Exercise description: The word "below" marks the lines to keep; find each one in the data and copy it.

----

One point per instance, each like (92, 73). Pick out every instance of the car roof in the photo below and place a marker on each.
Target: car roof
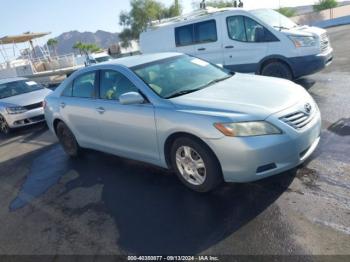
(12, 79)
(137, 60)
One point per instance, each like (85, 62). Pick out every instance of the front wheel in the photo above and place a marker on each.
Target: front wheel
(195, 165)
(277, 69)
(67, 140)
(4, 127)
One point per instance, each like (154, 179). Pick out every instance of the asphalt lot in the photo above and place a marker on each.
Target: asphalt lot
(102, 204)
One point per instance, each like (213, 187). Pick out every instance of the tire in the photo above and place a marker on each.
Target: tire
(4, 127)
(67, 140)
(277, 69)
(187, 157)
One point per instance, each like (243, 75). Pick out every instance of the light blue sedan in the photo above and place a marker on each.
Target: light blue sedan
(182, 113)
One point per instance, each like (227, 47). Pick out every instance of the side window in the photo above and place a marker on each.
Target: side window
(113, 84)
(206, 31)
(68, 90)
(257, 33)
(184, 35)
(236, 28)
(84, 86)
(245, 29)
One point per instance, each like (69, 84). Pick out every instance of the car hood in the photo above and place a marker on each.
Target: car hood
(247, 95)
(27, 98)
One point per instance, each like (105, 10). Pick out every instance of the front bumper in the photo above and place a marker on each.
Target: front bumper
(307, 65)
(25, 119)
(253, 158)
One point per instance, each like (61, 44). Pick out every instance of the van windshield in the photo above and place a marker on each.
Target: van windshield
(179, 75)
(273, 18)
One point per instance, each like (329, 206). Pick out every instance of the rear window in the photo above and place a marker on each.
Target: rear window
(203, 32)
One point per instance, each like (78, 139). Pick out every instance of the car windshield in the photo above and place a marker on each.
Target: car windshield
(18, 88)
(274, 18)
(179, 75)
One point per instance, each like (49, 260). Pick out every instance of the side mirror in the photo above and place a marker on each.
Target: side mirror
(131, 98)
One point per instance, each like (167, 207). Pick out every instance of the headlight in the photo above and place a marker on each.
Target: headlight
(244, 129)
(13, 110)
(303, 41)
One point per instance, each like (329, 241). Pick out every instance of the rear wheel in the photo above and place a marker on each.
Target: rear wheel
(67, 140)
(195, 165)
(4, 127)
(277, 69)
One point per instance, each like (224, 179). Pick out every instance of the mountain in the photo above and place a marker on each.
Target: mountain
(101, 38)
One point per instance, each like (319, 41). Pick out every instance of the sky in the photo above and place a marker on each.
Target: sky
(58, 16)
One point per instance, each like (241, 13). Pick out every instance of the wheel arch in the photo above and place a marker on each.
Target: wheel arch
(274, 58)
(171, 139)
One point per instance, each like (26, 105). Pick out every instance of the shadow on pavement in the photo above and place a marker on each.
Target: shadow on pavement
(152, 210)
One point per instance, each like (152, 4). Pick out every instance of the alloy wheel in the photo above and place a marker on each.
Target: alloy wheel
(190, 165)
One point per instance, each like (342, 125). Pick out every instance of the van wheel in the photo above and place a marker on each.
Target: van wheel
(4, 127)
(67, 140)
(277, 69)
(195, 165)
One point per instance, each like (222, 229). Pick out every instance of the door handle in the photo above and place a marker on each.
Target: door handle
(101, 110)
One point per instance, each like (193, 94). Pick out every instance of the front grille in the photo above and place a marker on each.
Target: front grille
(324, 42)
(34, 106)
(297, 120)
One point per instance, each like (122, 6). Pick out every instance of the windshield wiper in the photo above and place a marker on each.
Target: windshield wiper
(183, 92)
(216, 81)
(281, 27)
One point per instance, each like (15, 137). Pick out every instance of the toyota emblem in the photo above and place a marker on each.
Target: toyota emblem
(308, 108)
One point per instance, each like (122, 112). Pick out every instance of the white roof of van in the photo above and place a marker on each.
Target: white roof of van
(194, 15)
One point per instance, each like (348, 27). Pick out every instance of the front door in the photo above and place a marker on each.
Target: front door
(244, 45)
(128, 130)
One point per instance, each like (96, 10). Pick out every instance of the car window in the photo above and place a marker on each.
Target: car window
(84, 86)
(68, 90)
(206, 31)
(236, 28)
(184, 35)
(113, 84)
(245, 29)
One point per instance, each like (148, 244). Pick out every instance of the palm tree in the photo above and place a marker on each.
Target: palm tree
(52, 43)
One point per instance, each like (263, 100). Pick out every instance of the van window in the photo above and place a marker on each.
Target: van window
(245, 29)
(202, 32)
(113, 84)
(184, 35)
(84, 86)
(206, 32)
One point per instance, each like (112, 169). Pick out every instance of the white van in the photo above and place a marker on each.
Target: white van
(249, 41)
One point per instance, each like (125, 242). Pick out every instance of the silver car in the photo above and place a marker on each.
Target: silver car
(182, 113)
(21, 103)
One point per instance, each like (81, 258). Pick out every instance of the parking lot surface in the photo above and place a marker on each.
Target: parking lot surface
(102, 204)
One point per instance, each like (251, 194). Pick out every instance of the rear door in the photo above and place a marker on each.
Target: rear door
(208, 45)
(245, 43)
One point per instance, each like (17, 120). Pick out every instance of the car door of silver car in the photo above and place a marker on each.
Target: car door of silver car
(78, 109)
(128, 130)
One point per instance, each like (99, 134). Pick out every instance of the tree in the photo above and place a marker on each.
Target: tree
(287, 11)
(325, 4)
(86, 48)
(142, 12)
(52, 43)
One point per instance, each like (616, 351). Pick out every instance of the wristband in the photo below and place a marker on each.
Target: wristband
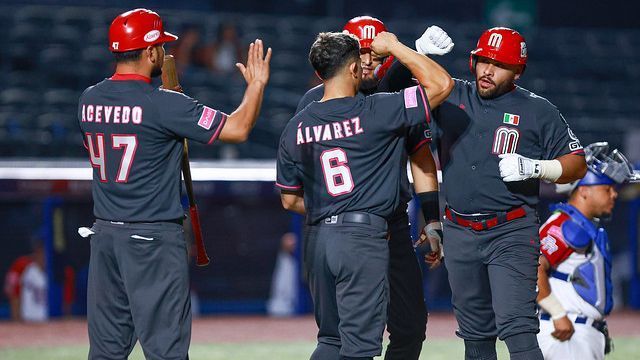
(553, 306)
(549, 170)
(430, 204)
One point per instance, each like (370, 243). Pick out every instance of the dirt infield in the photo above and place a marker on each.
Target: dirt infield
(237, 329)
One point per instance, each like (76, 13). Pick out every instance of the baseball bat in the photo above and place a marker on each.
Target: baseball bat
(170, 81)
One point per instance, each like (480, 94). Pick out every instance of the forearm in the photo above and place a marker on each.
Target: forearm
(424, 171)
(241, 121)
(434, 78)
(544, 288)
(574, 168)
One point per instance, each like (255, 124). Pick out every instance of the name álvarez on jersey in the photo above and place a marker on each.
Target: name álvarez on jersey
(330, 131)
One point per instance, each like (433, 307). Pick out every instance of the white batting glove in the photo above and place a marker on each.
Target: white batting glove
(434, 41)
(514, 167)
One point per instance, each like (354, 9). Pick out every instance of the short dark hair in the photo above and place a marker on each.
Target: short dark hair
(331, 51)
(126, 56)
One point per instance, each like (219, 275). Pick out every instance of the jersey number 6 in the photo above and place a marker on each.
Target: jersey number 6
(97, 154)
(337, 176)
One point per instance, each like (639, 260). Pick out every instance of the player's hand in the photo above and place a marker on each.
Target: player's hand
(257, 68)
(430, 244)
(384, 43)
(434, 41)
(514, 167)
(563, 329)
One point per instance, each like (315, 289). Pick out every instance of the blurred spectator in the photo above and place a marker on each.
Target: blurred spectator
(26, 286)
(186, 49)
(283, 285)
(222, 55)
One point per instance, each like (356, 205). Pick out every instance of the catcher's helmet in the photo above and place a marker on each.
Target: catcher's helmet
(137, 29)
(365, 28)
(500, 44)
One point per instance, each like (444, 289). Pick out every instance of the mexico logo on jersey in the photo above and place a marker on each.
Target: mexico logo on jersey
(511, 119)
(505, 140)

----

Task response:
One point per instance, each like (92, 73). Pick out every instance of the car roof in the photo below and place a marker on each.
One point per instance, each like (616, 351). Pick out every instance of the wristband in the photo below and place a marker on each.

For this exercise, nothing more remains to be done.